EXERCISE INSTRUCTIONS:
Gather every line in the records below that contains the string "woman", and copy each of those lines in full.

EXCERPTED RECORDS:
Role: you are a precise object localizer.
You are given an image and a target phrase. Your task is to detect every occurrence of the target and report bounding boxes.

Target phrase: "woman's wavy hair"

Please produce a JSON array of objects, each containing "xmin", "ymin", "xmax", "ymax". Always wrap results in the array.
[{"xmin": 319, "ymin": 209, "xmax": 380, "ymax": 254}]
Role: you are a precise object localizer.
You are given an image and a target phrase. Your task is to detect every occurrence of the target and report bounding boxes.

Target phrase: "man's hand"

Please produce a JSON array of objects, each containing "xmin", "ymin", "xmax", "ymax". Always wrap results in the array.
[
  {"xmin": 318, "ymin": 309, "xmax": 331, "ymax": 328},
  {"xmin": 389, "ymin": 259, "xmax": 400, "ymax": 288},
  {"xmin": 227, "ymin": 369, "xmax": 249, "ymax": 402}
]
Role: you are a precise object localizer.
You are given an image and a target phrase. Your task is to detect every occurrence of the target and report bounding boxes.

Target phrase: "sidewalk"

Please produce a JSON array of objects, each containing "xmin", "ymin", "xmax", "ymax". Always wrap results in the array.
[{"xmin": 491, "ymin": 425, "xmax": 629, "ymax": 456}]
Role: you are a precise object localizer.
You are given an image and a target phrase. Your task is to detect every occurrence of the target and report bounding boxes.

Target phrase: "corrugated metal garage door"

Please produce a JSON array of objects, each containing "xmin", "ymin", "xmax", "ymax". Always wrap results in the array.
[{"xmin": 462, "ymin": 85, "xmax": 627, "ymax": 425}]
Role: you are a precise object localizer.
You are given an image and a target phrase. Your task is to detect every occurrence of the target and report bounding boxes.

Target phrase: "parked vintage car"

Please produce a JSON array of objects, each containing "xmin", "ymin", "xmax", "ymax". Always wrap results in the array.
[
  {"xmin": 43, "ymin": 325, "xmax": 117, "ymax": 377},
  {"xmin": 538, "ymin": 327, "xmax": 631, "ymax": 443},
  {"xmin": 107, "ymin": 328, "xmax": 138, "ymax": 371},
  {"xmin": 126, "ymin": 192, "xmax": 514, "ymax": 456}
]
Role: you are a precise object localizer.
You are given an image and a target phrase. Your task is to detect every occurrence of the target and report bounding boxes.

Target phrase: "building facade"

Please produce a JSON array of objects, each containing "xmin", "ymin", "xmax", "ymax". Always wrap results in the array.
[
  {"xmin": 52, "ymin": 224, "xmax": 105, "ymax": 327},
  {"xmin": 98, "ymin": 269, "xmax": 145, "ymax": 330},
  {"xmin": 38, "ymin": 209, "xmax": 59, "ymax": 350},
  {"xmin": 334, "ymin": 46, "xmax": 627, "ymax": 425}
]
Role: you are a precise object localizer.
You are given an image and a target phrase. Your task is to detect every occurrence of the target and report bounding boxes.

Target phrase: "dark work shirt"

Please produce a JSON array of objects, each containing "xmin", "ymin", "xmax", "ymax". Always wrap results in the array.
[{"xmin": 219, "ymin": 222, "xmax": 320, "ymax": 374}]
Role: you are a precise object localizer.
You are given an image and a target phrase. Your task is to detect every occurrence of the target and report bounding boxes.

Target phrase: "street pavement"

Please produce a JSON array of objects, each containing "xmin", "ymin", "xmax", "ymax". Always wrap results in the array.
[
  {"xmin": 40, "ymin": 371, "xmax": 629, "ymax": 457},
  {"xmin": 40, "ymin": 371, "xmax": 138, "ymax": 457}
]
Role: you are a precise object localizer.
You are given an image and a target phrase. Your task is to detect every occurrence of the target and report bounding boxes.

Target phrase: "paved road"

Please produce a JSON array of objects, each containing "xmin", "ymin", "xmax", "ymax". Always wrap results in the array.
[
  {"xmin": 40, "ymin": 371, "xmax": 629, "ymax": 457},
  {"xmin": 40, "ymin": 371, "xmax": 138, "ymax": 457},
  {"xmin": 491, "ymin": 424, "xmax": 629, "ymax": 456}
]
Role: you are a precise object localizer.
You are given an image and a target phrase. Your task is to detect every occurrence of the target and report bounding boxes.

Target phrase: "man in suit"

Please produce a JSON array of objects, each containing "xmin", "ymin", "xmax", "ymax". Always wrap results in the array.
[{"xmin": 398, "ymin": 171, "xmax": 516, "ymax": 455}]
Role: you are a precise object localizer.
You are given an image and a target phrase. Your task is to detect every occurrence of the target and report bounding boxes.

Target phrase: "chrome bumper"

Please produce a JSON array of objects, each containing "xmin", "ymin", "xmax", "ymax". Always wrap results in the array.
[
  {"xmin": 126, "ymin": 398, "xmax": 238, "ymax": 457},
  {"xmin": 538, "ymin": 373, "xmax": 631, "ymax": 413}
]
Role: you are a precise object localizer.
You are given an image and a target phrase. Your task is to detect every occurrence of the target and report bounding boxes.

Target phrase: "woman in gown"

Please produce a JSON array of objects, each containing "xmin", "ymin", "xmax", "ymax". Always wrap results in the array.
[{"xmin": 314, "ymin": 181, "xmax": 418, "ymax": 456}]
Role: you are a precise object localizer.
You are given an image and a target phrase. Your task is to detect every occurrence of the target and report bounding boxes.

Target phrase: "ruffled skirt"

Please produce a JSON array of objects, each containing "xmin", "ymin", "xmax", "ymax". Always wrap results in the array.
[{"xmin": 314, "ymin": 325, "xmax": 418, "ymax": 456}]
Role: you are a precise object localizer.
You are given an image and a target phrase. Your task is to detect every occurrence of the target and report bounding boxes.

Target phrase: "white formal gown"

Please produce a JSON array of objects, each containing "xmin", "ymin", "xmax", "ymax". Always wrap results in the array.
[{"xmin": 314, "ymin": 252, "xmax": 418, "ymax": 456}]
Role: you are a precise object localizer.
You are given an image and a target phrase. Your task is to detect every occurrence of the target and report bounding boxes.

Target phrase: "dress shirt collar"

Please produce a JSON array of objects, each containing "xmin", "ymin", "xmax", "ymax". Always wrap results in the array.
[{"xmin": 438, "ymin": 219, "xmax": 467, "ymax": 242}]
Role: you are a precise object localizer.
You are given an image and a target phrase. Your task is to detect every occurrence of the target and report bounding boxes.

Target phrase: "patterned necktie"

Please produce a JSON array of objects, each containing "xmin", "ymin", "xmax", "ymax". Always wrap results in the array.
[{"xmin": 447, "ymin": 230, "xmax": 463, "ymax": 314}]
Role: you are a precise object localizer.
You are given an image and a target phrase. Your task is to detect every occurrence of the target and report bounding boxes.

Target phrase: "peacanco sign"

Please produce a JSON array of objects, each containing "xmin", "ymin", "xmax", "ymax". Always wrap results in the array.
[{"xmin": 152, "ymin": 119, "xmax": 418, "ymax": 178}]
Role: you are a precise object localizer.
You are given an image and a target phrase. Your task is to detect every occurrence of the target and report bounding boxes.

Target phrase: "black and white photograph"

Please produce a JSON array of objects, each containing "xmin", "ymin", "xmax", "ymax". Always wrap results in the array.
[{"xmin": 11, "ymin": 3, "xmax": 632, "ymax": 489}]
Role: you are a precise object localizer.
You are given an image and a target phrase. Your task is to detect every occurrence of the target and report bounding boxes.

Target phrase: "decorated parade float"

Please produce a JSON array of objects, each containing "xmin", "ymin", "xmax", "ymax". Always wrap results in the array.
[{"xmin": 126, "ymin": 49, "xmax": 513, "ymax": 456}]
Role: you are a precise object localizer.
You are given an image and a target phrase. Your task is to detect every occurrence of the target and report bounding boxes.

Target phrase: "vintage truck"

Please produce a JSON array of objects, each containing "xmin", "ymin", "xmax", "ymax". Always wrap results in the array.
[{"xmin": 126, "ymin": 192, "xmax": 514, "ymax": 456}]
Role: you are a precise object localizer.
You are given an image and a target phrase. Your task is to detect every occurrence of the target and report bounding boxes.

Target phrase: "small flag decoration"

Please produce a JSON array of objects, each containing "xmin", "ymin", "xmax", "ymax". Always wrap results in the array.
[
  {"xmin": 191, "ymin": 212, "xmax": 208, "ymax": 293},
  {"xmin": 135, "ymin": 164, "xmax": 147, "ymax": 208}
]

RIGHT ANSWER:
Target phrase: "woman's wavy hair"
Target phrase: "woman in gown"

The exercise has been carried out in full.